-- START DATASET --

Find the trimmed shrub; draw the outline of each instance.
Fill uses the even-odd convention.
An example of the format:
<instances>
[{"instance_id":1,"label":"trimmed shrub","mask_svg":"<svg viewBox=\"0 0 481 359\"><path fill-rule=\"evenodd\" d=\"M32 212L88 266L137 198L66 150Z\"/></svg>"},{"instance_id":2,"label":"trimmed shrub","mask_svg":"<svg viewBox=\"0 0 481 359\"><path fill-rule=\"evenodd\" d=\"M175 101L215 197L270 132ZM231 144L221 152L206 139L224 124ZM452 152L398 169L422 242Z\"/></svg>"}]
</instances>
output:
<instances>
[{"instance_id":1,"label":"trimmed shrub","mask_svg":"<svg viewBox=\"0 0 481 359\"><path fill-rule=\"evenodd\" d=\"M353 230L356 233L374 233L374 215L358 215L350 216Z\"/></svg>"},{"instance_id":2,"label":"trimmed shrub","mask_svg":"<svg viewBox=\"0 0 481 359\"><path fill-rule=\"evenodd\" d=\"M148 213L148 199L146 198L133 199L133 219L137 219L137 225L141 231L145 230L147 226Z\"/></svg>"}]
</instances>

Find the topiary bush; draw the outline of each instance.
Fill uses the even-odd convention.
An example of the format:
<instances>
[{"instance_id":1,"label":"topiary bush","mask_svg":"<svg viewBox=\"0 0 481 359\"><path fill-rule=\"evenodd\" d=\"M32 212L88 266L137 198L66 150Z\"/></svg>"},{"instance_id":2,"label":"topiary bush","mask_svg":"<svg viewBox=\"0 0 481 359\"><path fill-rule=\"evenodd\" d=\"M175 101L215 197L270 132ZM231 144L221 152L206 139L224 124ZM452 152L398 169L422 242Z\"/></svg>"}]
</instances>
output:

-- END DATASET --

## YOUR TASK:
Please put each line of the rows above into a numbered list, leaving out any blank lines.

## ANSWER IN FULL:
1. Find the trimmed shrub; draw the outline of each instance.
2. Fill uses the even-odd convention.
3. An example of the format:
4. <instances>
5. [{"instance_id":1,"label":"trimmed shrub","mask_svg":"<svg viewBox=\"0 0 481 359\"><path fill-rule=\"evenodd\" d=\"M32 212L88 266L137 198L66 150Z\"/></svg>"},{"instance_id":2,"label":"trimmed shrub","mask_svg":"<svg viewBox=\"0 0 481 359\"><path fill-rule=\"evenodd\" d=\"M175 101L215 197L270 132ZM231 144L221 152L206 139L224 124ZM452 152L398 169L422 242Z\"/></svg>"}]
6. </instances>
7. output:
8. <instances>
9. [{"instance_id":1,"label":"trimmed shrub","mask_svg":"<svg viewBox=\"0 0 481 359\"><path fill-rule=\"evenodd\" d=\"M353 230L356 233L374 233L374 215L358 215L350 216Z\"/></svg>"},{"instance_id":2,"label":"trimmed shrub","mask_svg":"<svg viewBox=\"0 0 481 359\"><path fill-rule=\"evenodd\" d=\"M148 213L148 199L146 198L133 199L133 219L137 219L137 225L141 231L145 230L147 226Z\"/></svg>"}]
10. </instances>
11. Find the topiary bush; draw the outline of each instance.
12. Fill uses the even-odd convention.
13. An example of the format:
14. <instances>
15. [{"instance_id":1,"label":"topiary bush","mask_svg":"<svg viewBox=\"0 0 481 359\"><path fill-rule=\"evenodd\" d=\"M32 212L88 266L137 198L66 150Z\"/></svg>"},{"instance_id":2,"label":"topiary bush","mask_svg":"<svg viewBox=\"0 0 481 359\"><path fill-rule=\"evenodd\" d=\"M175 101L215 197L270 132ZM231 144L221 152L206 139L224 124ZM452 152L398 169L422 242Z\"/></svg>"}]
16. </instances>
17. output:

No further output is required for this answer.